Polecenie 1: Przedstaw jako tabelę Markdown wiersze listingu. Zacznij od wiersza zawierającego „Indicate the deer's brown” i zakończ na wierszu zawierającym „x=579, y=703”, pomiń puste wiersze, a kolumny nazwij „Nr” i „Wiersz listingu”.

Fragment:

##########

Galop '44 recenzja

Żywa historia

Autor: @Kasia9 ·4 minuty
2014-08-03
Skomentuj
Polub, jeżeli recenzja Ci się spodobała!
Wydarzenia historyczne poznajemy z różnych stron - zapisków, reportaży, dokumentalnych filmów i ich fabularnych odpowiedników oraz przekazów naocznych świadków i uczestników. Jedni są zdania, że informacje o nich wymagają odpowiedniej oprawy i zachowania powagi, drudzy, że wprost przeciwnie - im w łatwiejszej formie zostaną one podane tym do większego grona trafią, kolejni przypominają, iż najważniejsze jest by nie zapomnieć i każdy sposób jest dobry. Kolejne pokolenia inaczej patrzą na historię, punkt widzenia zmienia się z wiekiem, chociaż nie znaczy to, że młodsi nie dostrzegają tego, co ważne. Jak więc ją przedstawiać, wcale nie zamierzchłą, lecz tę sprzed kilkudziesięciu laty? Może w formie podróży w czasie? Nie, to nie mrzonka, wystarczy odwiedzić muzeum i być otwartym na to, co w nim zgromadzono ...

##########

Listing danych:
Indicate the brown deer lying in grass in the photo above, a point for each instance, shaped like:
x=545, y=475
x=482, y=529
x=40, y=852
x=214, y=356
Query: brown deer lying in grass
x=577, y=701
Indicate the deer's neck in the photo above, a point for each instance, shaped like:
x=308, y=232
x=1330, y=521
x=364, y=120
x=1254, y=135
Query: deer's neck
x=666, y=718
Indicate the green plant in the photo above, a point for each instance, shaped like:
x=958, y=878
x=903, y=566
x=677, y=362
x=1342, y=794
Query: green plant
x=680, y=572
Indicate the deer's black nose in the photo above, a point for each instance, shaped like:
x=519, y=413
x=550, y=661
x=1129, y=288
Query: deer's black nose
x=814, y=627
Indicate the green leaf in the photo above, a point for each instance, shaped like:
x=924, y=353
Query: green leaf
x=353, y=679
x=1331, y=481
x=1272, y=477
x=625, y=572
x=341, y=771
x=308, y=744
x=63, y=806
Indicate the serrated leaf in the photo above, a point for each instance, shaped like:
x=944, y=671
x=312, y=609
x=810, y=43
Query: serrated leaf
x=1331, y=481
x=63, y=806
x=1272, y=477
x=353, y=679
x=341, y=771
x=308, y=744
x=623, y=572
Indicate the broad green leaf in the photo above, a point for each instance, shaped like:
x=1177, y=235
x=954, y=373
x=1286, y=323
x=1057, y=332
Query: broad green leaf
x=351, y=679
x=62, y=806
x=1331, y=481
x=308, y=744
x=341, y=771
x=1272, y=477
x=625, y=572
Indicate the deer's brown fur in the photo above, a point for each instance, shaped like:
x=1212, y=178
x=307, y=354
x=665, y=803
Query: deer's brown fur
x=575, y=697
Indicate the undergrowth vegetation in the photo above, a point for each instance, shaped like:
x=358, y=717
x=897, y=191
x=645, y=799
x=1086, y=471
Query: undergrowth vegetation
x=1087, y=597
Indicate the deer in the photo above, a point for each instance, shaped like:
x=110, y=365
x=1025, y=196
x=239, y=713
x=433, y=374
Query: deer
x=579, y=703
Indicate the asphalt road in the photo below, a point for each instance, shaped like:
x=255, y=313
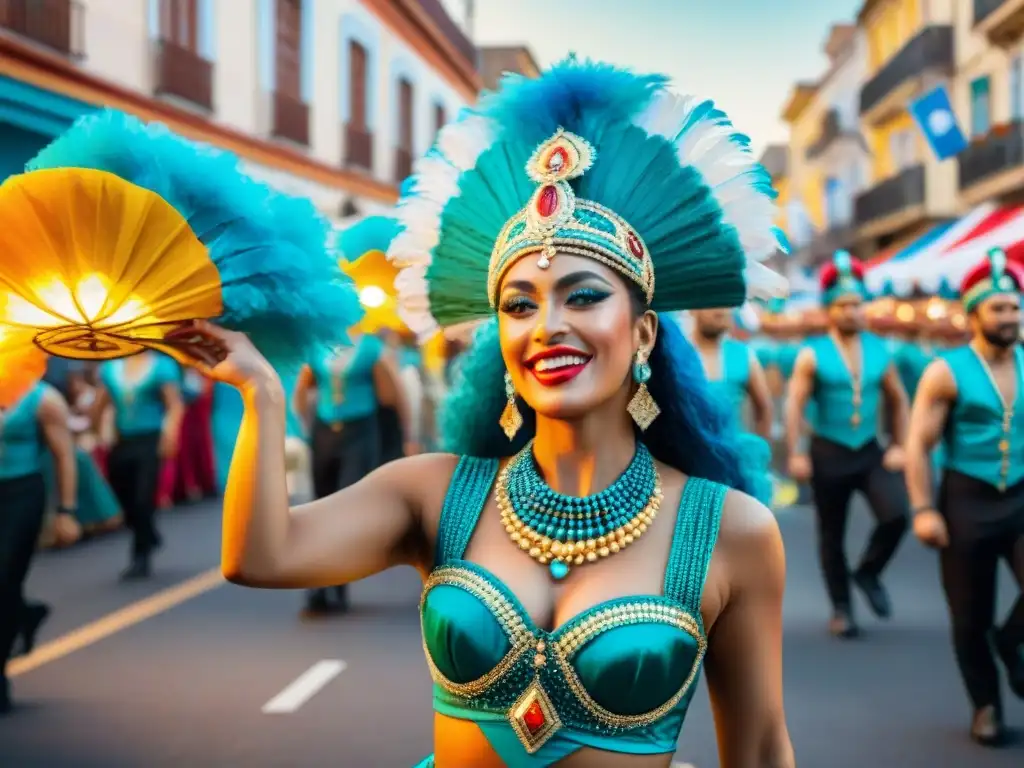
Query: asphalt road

##########

Polecenie 2: Co według fragmentu wystarczy zrobić, żeby odbyć podróż w czasie?

Poprawna odpowiedź 1:
| Nr | Wiersz listingu |
|---|---|
| 1 | Indicate the deer's brown fur in the photo above, a point for each instance, shaped like: |
| 2 | x=1212, y=178 |
| 3 | x=307, y=354 |
| 4 | x=665, y=803 |
| 5 | Query: deer's brown fur |
| 6 | x=575, y=697 |
| 7 | Indicate the undergrowth vegetation in the photo above, a point for each instance, shaped like: |
| 8 | x=358, y=717 |
| 9 | x=897, y=191 |
| 10 | x=645, y=799 |
| 11 | x=1086, y=471 |
| 12 | Query: undergrowth vegetation |
| 13 | x=1087, y=597 |
| 14 | Indicate the deer in the photo above, a point for each instance, shaped like: |
| 15 | x=110, y=365 |
| 16 | x=1025, y=196 |
| 17 | x=239, y=713 |
| 18 | x=433, y=374 |
| 19 | Query: deer |
| 20 | x=579, y=703 |

Poprawna odpowiedź 2: Wystarczy odwiedzić muzeum i być otwartym na to, co w nim zgromadzono.